Learning Linux Part 2

Hello Folks! In this blog I will go through the various Tools provided by Linux Distributions.

I have briefly described the topics that will be covered in this blog:

  • Process and Load Monitoring utilities
  • Memory Monitoring utilities
  • I/O monitoring utilities
  • Linux Filesystems
  • Disk Partitioning
  • Filesystems : ext4, XFS and btrfs
  • Encrypting Disks
  • Logical Volume Management

So let’s get started ✨✨


Most of the these utilities make use of mounted pseudo-filesystems that are /proc and /sys , these contains a lot of information about the system. Pseudo-filesystem totally exists in memory.

SAR stands for System Activity reporter. It is a tool that creates system reports that are readable by humans.

Syntax for sar

 sar [options] [interval] [count]
  • If I don’t provide any option it will show the report of CPU usage.
  • -w : this option shows report on context switching
  • -b : shows I/O and transfer rate statistics

Log Files : are essential for monitoring and troubleshooting. If you want to see the logs you can view all these in /var/log/syslog (in Ubuntu). If you are interested only in viewing the last few logs you can use the command shown in below screenshot.

Information provided:

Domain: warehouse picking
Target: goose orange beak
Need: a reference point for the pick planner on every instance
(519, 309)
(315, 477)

--

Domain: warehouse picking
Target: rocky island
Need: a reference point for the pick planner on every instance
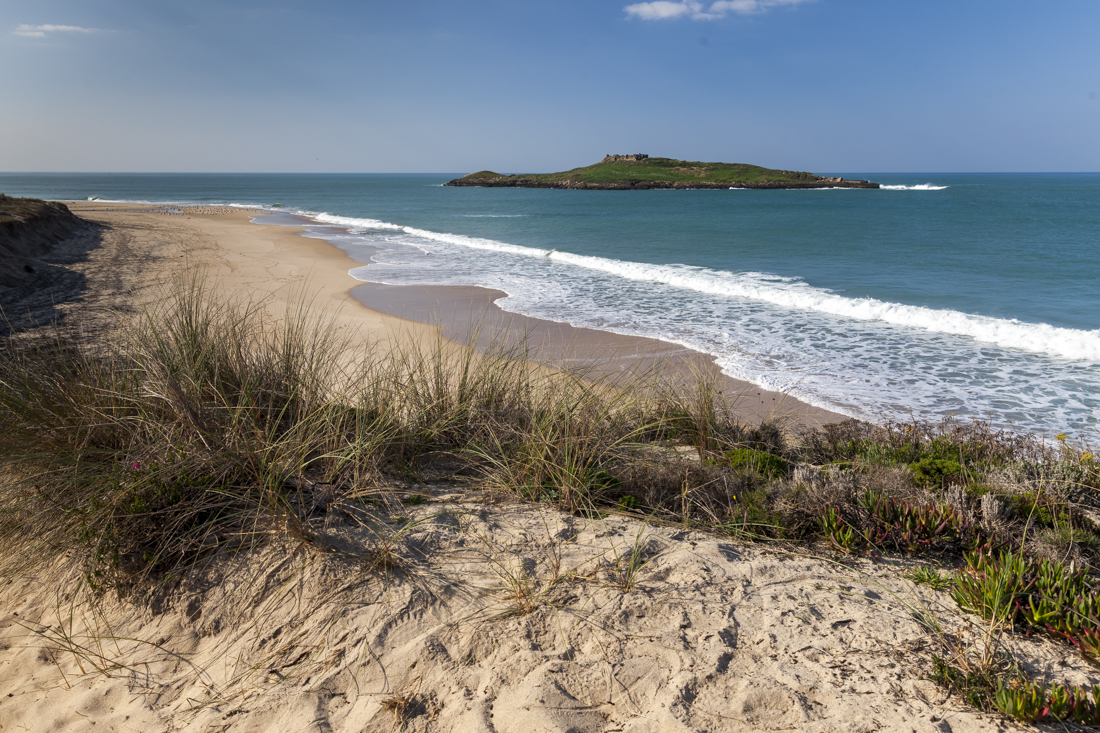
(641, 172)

Exercise tasks:
A – In the Learning Linux blog post, copy word for word the part starting at "SAR stands for" and ending at "of CPU usage.".
B – Answer these questions from the Learning Linux blog post:
(i) What does SAR stand for?
(ii) Which sar option shows a report on context switching?
(iii) In Ubuntu, where can all the logs be viewed?
C – Continue the Learning Linux blog post from its last sentence.

Response list:
A –
SAR stands for System Activity reporter. It is a tool that creates system reports that are readable by humans.

Syntax for sar

 sar [options] [interval] [count]
  • If I don’t provide any option it will show the report of CPU usage.

B –
(i) System Activity reporter
(ii) -w
(iii) /var/log/syslog

C –
You can view only kernel related messages by:

dmesg -w

Process Monitoring

In this part we will go through Process Monitoring Tools like ps, pstree and top utilities.


  • Displays characteristics and statistics associated with the process.
Common Choice for ps 
ps -aux

Customizing ps output

  • You can print out a customized list of ps field with -o option.


This utility provides visual description of process ancestry.


  • Provides a dynamic real-time view of running process
  • Used to display processes with highest CPU usage
  • To interrupt use Ctrl-C

Memory Monitoring and Usage

Vocabulary that we will require here are:

  1. Paging : It is a function of memory management where a computer will store and retrieve data from a device’s secondary storage to the primary storage.
  2. Dirty memory : memory that needs to be written back to disk.
  3. Swap Memory : It is a space in the Hard Disk of your computer that Operating Systems will use to put the info that is actually on the RAM to free it for another application.

Utilities which we will be using are free, vmstat and pmap.

  • free : gives brief summary memory usage, -m option displays the amount of memory in mebibytes.
  • /proc/meminfo : stores the information about how memory is being used.
  • /proc/sys/vm : It contains the tunable parameters to control virtual memory system.
  • vmstat : It reports virtual memory statistics. It is a multi-purpose tool that displays information about memory, paging, I/O ,processor and many other things.
vmstat [option] [delay] [count]
  • option -S m is given, memory statistics will be in MB instead of KB.
  • -a option, vmstat displays information about active and inactive memory

Active memory is memory used by currently-running programs. Inactive memory was used recently by programs which have now been terminated

I/O Monitoring and Tuning

In this section we will explore utilities that will help to monitor I/O and also in tuning. To name few utilities, these are iostat, iotop and ionice.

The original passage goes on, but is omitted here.